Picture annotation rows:
◇ ◇ ◇ ◇ ◇ ◇ ◇
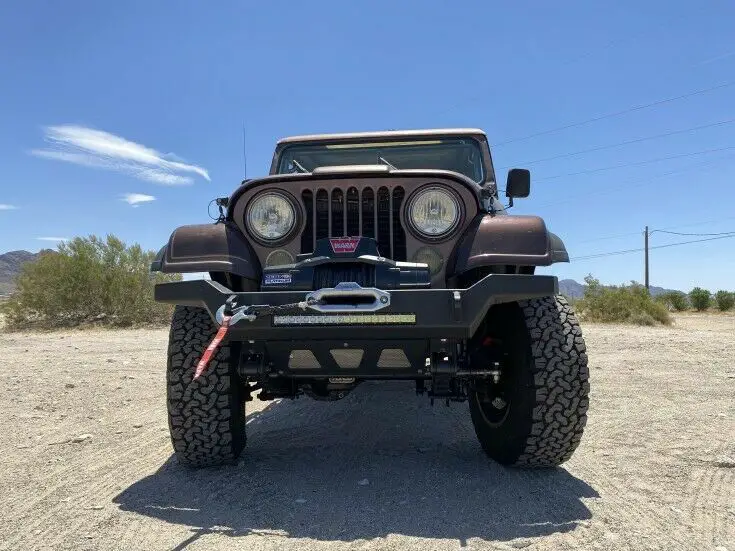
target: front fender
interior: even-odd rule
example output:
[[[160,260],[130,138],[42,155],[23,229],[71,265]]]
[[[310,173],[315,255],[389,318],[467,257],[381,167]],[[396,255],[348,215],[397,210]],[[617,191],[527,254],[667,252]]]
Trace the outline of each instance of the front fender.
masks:
[[[479,215],[456,249],[454,274],[494,265],[548,266],[569,262],[562,240],[538,216]]]
[[[152,272],[229,272],[260,280],[260,261],[245,236],[229,224],[176,228],[151,263]]]

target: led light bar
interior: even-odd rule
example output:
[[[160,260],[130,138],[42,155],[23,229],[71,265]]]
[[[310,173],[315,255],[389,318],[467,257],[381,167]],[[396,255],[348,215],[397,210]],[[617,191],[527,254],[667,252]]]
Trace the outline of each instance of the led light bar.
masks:
[[[273,325],[406,325],[414,323],[416,323],[416,314],[273,316]]]

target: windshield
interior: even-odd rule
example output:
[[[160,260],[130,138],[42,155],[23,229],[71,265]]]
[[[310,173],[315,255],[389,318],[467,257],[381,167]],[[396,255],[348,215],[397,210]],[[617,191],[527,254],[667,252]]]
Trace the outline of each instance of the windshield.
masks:
[[[322,166],[378,164],[398,170],[451,170],[477,183],[485,179],[482,153],[472,138],[295,144],[283,150],[277,173],[311,172]]]

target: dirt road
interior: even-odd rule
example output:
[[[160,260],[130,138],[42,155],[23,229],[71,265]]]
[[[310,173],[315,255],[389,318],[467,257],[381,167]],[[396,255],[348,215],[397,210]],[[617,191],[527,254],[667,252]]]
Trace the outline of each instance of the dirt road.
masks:
[[[371,383],[248,404],[237,467],[166,428],[167,333],[0,333],[0,549],[735,551],[735,317],[586,324],[592,399],[563,468],[487,460],[466,404]]]

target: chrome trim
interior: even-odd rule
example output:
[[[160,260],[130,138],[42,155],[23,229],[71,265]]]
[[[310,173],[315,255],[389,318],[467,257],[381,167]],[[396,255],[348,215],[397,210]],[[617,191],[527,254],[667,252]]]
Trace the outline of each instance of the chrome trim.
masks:
[[[328,297],[364,297],[372,296],[373,302],[370,304],[321,304],[321,301]],[[375,287],[361,287],[355,282],[338,283],[336,287],[327,287],[311,292],[306,295],[307,302],[314,301],[309,308],[323,313],[346,313],[355,312],[377,312],[390,306],[390,293]]]

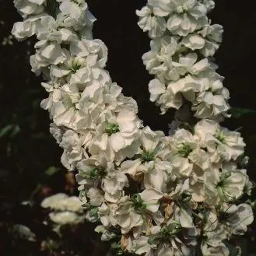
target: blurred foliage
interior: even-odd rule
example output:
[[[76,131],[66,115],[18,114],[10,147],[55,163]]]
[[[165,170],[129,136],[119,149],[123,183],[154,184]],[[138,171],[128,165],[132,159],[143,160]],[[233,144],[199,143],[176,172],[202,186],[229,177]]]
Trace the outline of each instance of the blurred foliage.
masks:
[[[159,109],[149,103],[146,84],[150,77],[139,61],[139,56],[149,47],[147,35],[137,27],[135,9],[141,8],[145,1],[87,2],[92,12],[100,17],[94,36],[109,47],[107,68],[113,80],[124,87],[124,94],[137,100],[146,125],[167,132],[174,112],[160,116]],[[254,68],[244,65],[256,57],[251,47],[244,47],[256,39],[256,17],[254,9],[241,13],[239,2],[233,2],[231,7],[228,1],[216,2],[212,18],[226,29],[216,62],[219,63],[219,72],[226,77],[231,105],[245,108],[233,109],[237,118],[230,118],[223,125],[233,130],[239,128],[243,134],[251,159],[248,174],[256,181]],[[61,150],[49,133],[48,114],[40,107],[47,93],[40,86],[41,79],[34,76],[29,65],[34,42],[32,39],[18,43],[9,37],[13,23],[21,18],[11,0],[0,0],[0,44],[3,42],[0,45],[0,255],[103,256],[106,247],[100,245],[93,225],[86,223],[74,230],[66,229],[63,230],[64,239],[60,240],[43,223],[47,212],[40,209],[41,200],[58,192],[75,195],[76,184],[73,174],[66,173],[60,164]],[[253,195],[255,198],[255,191]],[[24,239],[24,234],[14,236],[17,225],[19,228],[20,225],[27,226],[36,240]],[[248,234],[233,243],[242,247],[243,256],[256,256],[254,222]]]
◇ ◇ ◇ ◇ ◇ ◇ ◇
→ **Set exercise**: Copy out the rows word for word, starting at the line that contains "target: blurred foliage" and ending after the line that contains "Trace the outline of each instance of the blurred".

→ **Solution for this problem**:
target: blurred foliage
interior: even-odd rule
example output:
[[[76,131],[66,115],[18,114],[10,147],[55,163]]]
[[[165,170],[129,136],[119,149],[123,183],[154,184]],[[138,171],[128,165],[132,159],[143,160]],[[233,144],[199,143],[176,172],[202,186],[229,177]]]
Trace the outline of each instance of the blurred foliage.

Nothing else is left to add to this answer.